#### [Exercise description]
Locate the line that contains "Query: orange segment". Print it and every subsequent line through the final line of the records, exactly and only those.

#### [Working data]
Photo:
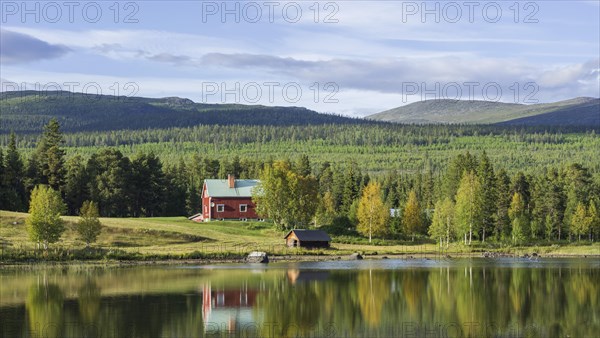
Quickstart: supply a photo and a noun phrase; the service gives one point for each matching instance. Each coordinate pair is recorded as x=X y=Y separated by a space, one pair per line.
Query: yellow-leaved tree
x=372 y=213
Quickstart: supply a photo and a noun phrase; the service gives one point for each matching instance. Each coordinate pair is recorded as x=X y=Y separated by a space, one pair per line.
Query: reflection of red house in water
x=227 y=309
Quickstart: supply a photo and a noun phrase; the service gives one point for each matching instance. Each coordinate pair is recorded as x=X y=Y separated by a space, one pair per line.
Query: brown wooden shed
x=307 y=238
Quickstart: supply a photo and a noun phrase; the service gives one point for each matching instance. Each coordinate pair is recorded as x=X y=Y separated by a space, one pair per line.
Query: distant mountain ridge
x=577 y=111
x=28 y=111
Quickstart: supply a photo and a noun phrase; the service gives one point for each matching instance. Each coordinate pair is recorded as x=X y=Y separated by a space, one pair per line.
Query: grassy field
x=179 y=238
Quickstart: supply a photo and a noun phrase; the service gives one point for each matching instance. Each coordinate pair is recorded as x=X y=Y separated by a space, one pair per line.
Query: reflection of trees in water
x=469 y=301
x=289 y=310
x=520 y=301
x=45 y=309
x=373 y=290
x=88 y=300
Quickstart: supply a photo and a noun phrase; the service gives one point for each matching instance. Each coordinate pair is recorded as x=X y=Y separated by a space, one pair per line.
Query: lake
x=503 y=297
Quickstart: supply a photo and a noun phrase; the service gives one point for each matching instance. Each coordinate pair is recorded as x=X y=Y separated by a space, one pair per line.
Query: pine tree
x=468 y=206
x=89 y=227
x=372 y=213
x=147 y=185
x=193 y=202
x=44 y=223
x=594 y=221
x=580 y=221
x=3 y=192
x=412 y=216
x=302 y=166
x=485 y=173
x=442 y=225
x=76 y=184
x=503 y=198
x=519 y=219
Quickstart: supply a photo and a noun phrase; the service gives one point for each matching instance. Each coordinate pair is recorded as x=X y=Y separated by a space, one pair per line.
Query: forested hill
x=582 y=111
x=28 y=111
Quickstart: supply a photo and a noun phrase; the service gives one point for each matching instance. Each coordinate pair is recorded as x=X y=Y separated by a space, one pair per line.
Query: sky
x=352 y=58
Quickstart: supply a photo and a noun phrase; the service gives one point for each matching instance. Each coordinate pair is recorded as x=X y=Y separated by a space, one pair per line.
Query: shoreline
x=284 y=259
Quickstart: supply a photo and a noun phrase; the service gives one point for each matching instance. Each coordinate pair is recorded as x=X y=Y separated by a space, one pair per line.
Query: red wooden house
x=228 y=199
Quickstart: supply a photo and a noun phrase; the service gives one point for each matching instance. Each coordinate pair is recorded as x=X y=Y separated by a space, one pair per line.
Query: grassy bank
x=176 y=238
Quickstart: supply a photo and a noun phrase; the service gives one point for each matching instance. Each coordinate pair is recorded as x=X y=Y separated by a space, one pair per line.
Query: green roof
x=219 y=188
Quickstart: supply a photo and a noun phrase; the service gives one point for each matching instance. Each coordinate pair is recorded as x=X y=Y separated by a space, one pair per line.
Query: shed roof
x=220 y=188
x=310 y=235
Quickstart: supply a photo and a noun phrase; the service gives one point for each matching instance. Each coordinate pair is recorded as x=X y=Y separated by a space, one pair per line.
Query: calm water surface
x=383 y=298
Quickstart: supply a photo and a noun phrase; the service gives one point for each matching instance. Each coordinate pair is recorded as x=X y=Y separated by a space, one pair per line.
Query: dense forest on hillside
x=28 y=111
x=550 y=201
x=373 y=148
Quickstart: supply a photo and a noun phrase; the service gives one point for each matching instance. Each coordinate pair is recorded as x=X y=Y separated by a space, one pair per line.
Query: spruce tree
x=51 y=157
x=12 y=178
x=88 y=227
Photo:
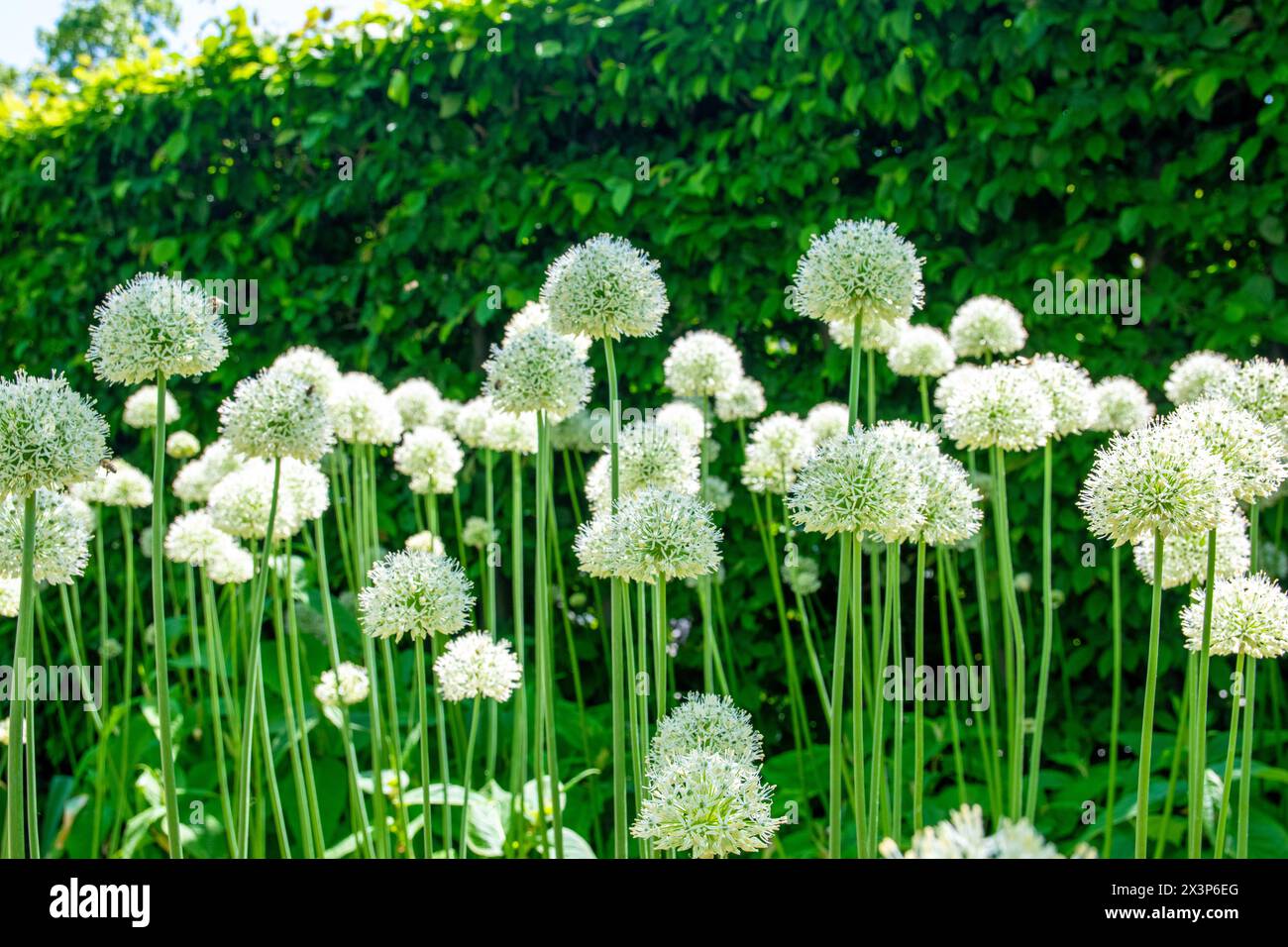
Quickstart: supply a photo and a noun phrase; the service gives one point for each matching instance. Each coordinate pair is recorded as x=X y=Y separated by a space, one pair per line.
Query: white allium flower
x=828 y=420
x=684 y=416
x=432 y=458
x=425 y=541
x=707 y=804
x=181 y=445
x=1072 y=393
x=1185 y=554
x=921 y=352
x=1260 y=386
x=1253 y=451
x=417 y=402
x=665 y=535
x=987 y=326
x=312 y=367
x=1249 y=615
x=241 y=501
x=156 y=325
x=861 y=270
x=859 y=483
x=1004 y=406
x=348 y=684
x=1121 y=405
x=537 y=369
x=275 y=415
x=51 y=437
x=198 y=476
x=604 y=287
x=362 y=411
x=1197 y=375
x=702 y=364
x=141 y=408
x=413 y=592
x=63 y=531
x=1154 y=478
x=475 y=665
x=742 y=399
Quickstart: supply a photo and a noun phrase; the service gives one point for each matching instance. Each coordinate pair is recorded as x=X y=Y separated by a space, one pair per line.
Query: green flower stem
x=1146 y=731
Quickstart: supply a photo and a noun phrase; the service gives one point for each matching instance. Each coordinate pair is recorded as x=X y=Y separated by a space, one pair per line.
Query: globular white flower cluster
x=604 y=289
x=417 y=594
x=156 y=325
x=475 y=665
x=861 y=270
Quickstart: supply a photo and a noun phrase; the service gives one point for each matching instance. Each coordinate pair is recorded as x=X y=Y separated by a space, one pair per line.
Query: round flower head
x=312 y=367
x=181 y=446
x=604 y=289
x=1197 y=375
x=537 y=369
x=141 y=408
x=50 y=436
x=827 y=420
x=1121 y=405
x=1249 y=615
x=413 y=592
x=62 y=538
x=430 y=458
x=665 y=535
x=475 y=665
x=1068 y=385
x=686 y=418
x=861 y=270
x=1185 y=554
x=417 y=402
x=240 y=504
x=1154 y=478
x=742 y=399
x=1000 y=406
x=1253 y=453
x=859 y=483
x=921 y=352
x=706 y=723
x=702 y=364
x=275 y=415
x=1261 y=388
x=707 y=804
x=987 y=326
x=156 y=325
x=348 y=684
x=362 y=412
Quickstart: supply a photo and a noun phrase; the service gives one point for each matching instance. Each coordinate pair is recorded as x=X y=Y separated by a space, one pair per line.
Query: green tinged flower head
x=604 y=289
x=987 y=326
x=475 y=665
x=1154 y=478
x=921 y=352
x=1000 y=406
x=1121 y=405
x=861 y=270
x=702 y=364
x=1249 y=616
x=430 y=458
x=63 y=531
x=275 y=415
x=156 y=325
x=412 y=592
x=537 y=369
x=51 y=437
x=141 y=408
x=1197 y=375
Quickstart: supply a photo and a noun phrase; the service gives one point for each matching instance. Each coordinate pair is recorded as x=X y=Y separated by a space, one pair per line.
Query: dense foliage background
x=719 y=136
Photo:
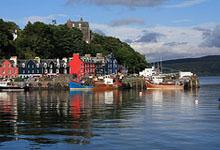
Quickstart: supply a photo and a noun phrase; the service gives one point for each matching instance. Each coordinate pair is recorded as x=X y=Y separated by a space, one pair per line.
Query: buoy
x=140 y=93
x=196 y=101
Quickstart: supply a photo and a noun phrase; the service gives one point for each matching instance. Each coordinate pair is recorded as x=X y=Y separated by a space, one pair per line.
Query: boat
x=163 y=86
x=73 y=85
x=7 y=86
x=101 y=85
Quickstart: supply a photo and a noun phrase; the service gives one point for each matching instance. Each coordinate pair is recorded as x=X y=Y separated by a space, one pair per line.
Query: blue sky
x=170 y=28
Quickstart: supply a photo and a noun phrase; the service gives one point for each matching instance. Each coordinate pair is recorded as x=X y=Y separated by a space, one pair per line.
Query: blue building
x=111 y=64
x=29 y=68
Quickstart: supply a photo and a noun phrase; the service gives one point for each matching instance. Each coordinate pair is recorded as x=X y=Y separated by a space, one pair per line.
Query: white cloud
x=177 y=42
x=186 y=3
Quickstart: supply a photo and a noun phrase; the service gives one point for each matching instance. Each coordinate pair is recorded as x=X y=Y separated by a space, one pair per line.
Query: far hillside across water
x=203 y=66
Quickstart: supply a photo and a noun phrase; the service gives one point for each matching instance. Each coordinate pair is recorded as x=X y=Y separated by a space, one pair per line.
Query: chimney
x=14 y=58
x=37 y=59
x=98 y=55
x=88 y=55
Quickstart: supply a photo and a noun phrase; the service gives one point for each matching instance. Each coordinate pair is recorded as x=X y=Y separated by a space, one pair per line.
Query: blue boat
x=78 y=86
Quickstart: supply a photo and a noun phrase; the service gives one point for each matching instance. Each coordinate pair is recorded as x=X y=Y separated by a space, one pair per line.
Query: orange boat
x=101 y=86
x=164 y=86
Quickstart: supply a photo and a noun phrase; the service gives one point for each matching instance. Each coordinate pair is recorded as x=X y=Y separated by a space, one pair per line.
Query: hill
x=57 y=41
x=203 y=66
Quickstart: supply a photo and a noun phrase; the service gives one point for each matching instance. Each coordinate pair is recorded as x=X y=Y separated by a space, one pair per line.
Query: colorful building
x=8 y=69
x=89 y=65
x=111 y=64
x=76 y=66
x=29 y=68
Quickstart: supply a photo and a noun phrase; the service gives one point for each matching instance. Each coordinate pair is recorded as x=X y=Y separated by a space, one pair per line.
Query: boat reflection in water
x=65 y=120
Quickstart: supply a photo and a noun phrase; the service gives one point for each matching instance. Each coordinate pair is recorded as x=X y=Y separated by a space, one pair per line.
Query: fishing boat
x=73 y=85
x=164 y=86
x=106 y=83
x=7 y=86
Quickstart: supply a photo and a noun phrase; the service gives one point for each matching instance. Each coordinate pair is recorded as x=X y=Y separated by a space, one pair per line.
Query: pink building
x=8 y=69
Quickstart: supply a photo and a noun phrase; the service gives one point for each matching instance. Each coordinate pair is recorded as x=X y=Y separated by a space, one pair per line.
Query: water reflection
x=92 y=118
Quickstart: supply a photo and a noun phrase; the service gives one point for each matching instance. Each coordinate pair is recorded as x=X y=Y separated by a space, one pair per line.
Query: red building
x=76 y=66
x=89 y=65
x=84 y=66
x=8 y=69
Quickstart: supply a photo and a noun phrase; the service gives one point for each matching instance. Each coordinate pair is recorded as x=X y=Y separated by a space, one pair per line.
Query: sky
x=158 y=29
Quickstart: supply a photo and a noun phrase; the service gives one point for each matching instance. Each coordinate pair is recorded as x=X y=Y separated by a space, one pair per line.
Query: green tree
x=7 y=47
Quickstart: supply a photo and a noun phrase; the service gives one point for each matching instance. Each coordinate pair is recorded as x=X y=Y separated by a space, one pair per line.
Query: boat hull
x=164 y=86
x=13 y=89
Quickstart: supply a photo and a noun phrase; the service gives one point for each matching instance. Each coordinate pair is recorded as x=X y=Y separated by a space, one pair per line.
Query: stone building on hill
x=83 y=26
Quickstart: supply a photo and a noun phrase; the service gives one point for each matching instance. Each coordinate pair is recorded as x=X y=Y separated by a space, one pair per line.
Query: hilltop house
x=83 y=26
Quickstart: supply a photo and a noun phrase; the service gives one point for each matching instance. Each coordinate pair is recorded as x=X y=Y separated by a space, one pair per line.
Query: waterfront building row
x=81 y=66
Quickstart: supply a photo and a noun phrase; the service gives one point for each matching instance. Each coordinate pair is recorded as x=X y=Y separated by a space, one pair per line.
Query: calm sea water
x=112 y=120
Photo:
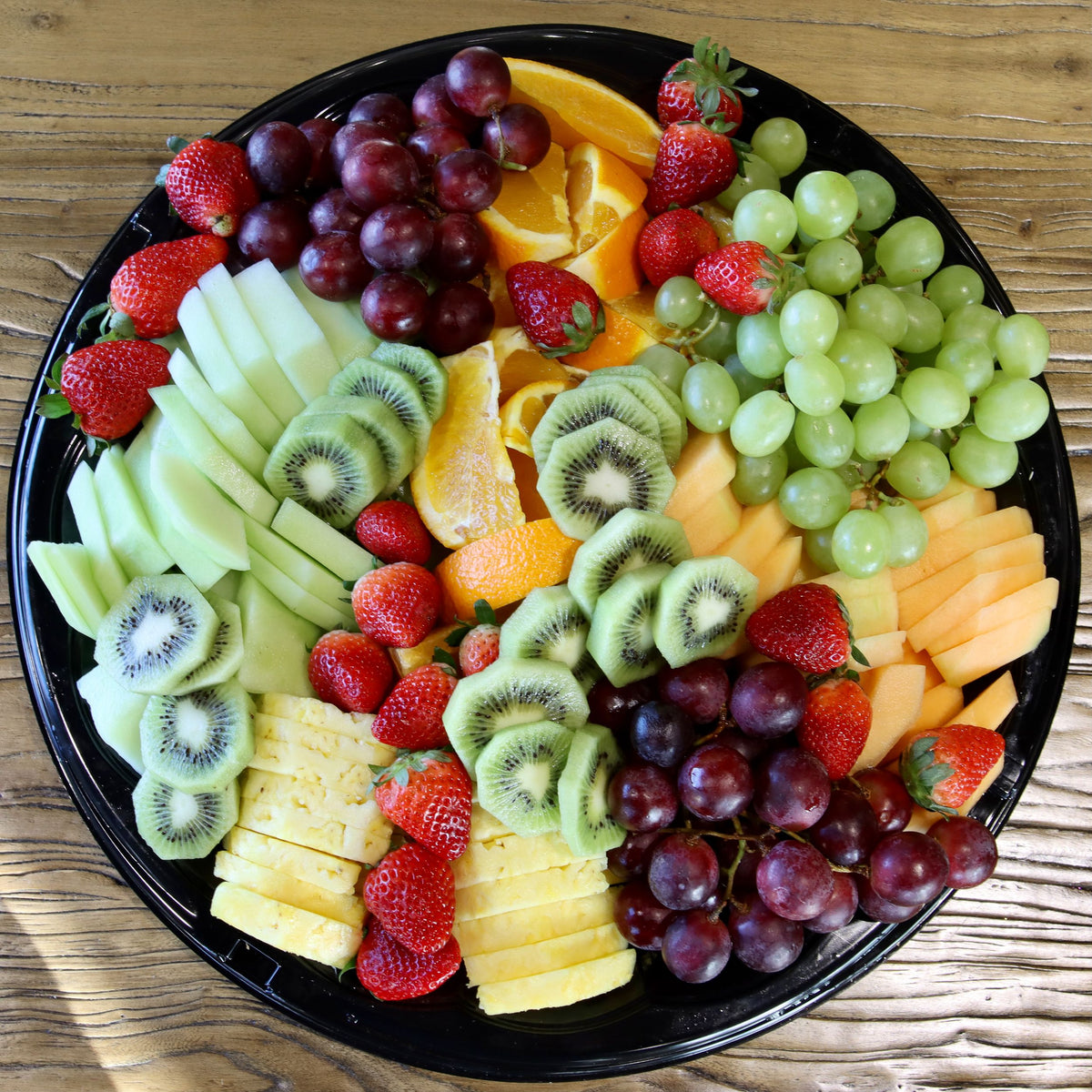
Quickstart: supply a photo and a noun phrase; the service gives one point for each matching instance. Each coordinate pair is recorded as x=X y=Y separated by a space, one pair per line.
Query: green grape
x=758 y=480
x=814 y=383
x=882 y=427
x=825 y=440
x=910 y=533
x=981 y=461
x=782 y=143
x=910 y=249
x=834 y=267
x=709 y=396
x=1022 y=345
x=937 y=399
x=866 y=363
x=970 y=360
x=1011 y=409
x=814 y=497
x=678 y=303
x=875 y=199
x=862 y=543
x=759 y=345
x=879 y=310
x=825 y=205
x=954 y=287
x=808 y=322
x=763 y=424
x=764 y=217
x=924 y=325
x=918 y=470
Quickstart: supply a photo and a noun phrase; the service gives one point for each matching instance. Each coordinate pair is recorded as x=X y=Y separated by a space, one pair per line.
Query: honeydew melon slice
x=212 y=356
x=298 y=341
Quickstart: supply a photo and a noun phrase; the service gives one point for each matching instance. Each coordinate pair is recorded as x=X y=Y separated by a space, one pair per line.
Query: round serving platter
x=656 y=1020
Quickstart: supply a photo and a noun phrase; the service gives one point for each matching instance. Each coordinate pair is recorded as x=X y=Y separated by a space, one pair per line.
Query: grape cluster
x=382 y=207
x=877 y=374
x=737 y=841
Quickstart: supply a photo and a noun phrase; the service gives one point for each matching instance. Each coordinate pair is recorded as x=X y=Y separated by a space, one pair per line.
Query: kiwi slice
x=518 y=773
x=550 y=623
x=365 y=377
x=600 y=470
x=587 y=824
x=183 y=825
x=379 y=420
x=421 y=366
x=507 y=693
x=157 y=632
x=329 y=464
x=199 y=742
x=629 y=540
x=703 y=606
x=583 y=405
x=621 y=636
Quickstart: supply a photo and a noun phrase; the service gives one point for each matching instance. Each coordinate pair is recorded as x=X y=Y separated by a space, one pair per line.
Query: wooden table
x=989 y=104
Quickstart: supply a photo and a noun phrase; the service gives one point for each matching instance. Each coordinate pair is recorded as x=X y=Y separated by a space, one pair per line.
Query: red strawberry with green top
x=671 y=244
x=429 y=795
x=350 y=671
x=558 y=310
x=412 y=714
x=412 y=893
x=943 y=767
x=835 y=724
x=208 y=185
x=392 y=972
x=805 y=626
x=106 y=386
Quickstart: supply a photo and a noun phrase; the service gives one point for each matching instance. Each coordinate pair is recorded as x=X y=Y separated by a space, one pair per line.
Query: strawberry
x=805 y=626
x=350 y=671
x=412 y=714
x=702 y=86
x=429 y=795
x=693 y=163
x=393 y=531
x=150 y=284
x=412 y=893
x=392 y=972
x=672 y=243
x=943 y=767
x=743 y=278
x=208 y=185
x=835 y=724
x=106 y=386
x=558 y=310
x=397 y=604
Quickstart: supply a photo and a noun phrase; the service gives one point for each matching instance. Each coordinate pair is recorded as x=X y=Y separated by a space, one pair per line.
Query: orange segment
x=530 y=218
x=505 y=567
x=464 y=487
x=582 y=109
x=602 y=192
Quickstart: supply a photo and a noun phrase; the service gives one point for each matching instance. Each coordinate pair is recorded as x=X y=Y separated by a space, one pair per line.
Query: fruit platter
x=566 y=561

#### [Solution]
Query: orange segment
x=530 y=218
x=505 y=567
x=464 y=487
x=582 y=109
x=602 y=192
Quickstart: supply a photo and a noun phrase; the service gives one point for each matching instance. Each coordinate pair is recorded as x=X y=Y separated by a space, one pair per line.
Query: fruit platter
x=566 y=561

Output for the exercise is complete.